Data provided:
● ● ● ● ● ● ●

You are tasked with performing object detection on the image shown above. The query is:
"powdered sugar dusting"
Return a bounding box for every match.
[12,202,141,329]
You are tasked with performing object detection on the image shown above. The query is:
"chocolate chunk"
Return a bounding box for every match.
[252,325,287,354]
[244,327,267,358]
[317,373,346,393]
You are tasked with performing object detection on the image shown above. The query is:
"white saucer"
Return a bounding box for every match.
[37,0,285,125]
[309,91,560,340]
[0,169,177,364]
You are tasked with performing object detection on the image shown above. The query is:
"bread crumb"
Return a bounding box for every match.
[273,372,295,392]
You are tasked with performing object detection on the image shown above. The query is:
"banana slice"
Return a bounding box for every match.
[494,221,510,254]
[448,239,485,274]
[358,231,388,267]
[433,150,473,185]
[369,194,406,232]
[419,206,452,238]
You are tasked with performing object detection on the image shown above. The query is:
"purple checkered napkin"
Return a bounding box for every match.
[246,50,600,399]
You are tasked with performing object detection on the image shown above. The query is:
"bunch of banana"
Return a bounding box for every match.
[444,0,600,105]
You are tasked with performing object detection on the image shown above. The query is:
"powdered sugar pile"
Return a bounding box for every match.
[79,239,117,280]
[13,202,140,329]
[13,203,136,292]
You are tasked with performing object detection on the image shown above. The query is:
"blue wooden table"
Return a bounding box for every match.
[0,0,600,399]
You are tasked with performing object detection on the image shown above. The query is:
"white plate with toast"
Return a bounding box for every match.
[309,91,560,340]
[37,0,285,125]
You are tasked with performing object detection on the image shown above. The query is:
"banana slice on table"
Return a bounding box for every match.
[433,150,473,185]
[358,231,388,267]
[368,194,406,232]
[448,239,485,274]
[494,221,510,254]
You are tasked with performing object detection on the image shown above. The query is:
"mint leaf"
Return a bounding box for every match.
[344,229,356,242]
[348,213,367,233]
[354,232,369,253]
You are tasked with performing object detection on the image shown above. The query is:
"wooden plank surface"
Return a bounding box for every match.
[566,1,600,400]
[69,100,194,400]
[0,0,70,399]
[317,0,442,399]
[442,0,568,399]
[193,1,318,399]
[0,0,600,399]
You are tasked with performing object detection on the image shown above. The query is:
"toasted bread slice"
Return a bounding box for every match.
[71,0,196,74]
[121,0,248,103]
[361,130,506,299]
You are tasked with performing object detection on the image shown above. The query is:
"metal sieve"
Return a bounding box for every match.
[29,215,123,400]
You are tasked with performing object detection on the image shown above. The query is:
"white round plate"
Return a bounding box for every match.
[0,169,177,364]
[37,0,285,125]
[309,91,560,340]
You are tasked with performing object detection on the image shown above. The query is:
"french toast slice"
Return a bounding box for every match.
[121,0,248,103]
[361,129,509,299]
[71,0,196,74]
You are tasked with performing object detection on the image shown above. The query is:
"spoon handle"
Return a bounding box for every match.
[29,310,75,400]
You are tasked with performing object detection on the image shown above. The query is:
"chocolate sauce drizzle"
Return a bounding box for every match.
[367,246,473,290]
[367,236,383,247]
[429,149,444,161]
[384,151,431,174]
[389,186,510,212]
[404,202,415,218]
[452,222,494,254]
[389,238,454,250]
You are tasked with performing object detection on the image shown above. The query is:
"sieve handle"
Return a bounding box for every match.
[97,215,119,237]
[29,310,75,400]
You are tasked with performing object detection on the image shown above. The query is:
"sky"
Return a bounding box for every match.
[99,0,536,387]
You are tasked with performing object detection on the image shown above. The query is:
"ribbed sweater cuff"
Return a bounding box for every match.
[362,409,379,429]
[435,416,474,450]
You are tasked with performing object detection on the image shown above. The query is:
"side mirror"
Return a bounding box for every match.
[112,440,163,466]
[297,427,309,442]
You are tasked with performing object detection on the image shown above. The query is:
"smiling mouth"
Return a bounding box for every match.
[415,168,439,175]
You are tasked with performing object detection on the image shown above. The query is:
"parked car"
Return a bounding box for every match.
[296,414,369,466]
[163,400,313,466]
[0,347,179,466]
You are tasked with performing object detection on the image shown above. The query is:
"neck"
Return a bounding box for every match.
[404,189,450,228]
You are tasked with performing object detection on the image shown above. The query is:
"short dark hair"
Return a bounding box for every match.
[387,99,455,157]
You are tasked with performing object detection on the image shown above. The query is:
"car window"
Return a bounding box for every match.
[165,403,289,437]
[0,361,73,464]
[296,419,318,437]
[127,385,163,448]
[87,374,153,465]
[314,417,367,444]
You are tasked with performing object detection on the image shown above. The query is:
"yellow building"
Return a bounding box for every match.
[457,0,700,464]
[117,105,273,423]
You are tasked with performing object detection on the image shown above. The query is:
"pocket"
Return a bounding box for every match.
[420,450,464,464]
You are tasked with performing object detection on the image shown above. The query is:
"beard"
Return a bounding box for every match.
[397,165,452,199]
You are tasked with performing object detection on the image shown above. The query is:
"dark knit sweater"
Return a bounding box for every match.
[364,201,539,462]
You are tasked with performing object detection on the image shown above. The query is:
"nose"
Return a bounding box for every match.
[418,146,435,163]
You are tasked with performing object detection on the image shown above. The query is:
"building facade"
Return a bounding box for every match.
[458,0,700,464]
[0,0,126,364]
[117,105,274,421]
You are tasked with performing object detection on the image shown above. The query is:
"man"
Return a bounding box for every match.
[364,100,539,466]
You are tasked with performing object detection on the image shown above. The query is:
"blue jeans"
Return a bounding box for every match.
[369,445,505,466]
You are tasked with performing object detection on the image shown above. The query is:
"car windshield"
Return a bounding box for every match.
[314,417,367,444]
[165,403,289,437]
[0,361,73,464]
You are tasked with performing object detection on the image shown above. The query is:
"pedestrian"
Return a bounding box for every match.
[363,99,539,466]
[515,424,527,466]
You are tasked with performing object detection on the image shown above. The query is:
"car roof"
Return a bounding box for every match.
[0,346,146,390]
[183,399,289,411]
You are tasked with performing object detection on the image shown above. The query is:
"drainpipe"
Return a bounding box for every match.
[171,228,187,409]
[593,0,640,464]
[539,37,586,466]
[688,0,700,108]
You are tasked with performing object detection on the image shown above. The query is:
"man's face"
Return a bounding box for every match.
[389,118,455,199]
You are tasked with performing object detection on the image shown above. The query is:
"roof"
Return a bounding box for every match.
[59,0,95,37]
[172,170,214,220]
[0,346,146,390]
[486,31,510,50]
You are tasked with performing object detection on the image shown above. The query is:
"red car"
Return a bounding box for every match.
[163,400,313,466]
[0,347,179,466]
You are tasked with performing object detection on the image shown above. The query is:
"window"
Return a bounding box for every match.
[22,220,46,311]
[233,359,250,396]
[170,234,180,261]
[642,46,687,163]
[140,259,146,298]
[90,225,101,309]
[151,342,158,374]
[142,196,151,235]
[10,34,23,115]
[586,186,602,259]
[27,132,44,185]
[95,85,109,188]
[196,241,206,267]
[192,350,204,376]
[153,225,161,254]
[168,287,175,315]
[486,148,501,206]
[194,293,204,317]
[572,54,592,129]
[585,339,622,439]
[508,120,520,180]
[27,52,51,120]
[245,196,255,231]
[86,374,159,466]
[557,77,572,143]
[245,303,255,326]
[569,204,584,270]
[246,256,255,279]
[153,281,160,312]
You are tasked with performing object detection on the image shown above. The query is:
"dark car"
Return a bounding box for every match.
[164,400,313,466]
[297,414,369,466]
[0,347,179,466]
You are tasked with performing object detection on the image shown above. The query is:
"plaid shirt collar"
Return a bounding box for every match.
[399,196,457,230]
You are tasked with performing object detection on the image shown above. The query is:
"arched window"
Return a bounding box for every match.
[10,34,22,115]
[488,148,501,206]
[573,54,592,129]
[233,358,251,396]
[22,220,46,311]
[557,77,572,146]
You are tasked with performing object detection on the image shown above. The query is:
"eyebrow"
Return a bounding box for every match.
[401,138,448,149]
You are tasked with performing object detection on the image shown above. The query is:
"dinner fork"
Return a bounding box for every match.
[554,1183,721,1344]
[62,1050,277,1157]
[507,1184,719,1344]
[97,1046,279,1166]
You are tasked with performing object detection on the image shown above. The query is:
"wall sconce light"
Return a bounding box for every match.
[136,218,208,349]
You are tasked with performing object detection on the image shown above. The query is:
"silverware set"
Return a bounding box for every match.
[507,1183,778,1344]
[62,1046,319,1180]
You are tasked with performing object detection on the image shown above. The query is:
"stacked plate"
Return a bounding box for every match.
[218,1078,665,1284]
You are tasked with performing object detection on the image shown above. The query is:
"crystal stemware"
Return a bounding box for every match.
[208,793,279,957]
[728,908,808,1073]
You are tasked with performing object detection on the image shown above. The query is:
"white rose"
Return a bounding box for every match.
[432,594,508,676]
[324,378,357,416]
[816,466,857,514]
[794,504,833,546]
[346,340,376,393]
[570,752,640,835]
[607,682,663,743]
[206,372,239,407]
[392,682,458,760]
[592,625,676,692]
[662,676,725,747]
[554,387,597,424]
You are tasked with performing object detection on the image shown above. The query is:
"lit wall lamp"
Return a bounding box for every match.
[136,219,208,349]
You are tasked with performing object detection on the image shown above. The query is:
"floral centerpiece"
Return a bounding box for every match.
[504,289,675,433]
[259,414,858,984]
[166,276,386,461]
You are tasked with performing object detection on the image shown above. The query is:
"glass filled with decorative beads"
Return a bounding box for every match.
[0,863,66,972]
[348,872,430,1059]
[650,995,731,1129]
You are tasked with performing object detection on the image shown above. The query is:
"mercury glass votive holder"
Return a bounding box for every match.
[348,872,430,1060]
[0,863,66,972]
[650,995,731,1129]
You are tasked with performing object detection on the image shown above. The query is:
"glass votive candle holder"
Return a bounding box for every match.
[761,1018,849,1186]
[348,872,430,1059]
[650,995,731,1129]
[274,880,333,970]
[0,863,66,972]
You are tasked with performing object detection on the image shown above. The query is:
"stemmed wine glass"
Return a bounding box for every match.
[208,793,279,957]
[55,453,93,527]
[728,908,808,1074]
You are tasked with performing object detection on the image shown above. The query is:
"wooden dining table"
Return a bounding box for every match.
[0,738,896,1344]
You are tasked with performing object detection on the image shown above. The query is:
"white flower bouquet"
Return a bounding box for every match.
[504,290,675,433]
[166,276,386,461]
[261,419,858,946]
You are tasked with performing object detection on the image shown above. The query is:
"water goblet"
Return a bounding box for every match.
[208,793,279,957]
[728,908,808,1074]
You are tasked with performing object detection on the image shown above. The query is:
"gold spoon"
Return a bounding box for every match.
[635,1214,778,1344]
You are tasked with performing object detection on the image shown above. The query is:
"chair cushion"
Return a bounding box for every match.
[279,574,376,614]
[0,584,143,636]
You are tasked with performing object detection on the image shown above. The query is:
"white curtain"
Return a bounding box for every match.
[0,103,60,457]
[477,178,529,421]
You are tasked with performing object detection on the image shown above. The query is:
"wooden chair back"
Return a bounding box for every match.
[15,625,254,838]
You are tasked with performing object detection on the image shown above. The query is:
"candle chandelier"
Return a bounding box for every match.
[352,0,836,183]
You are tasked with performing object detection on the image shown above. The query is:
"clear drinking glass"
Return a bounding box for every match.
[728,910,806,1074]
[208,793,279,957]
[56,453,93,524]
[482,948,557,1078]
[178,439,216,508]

● ● ● ● ● ● ●

Problem statement: Copy every line of the records above that contains the string "table", keeping only lines that match it in the same case.

Worked solution:
"blue wooden table"
"banana slice on table"
"wooden dining table"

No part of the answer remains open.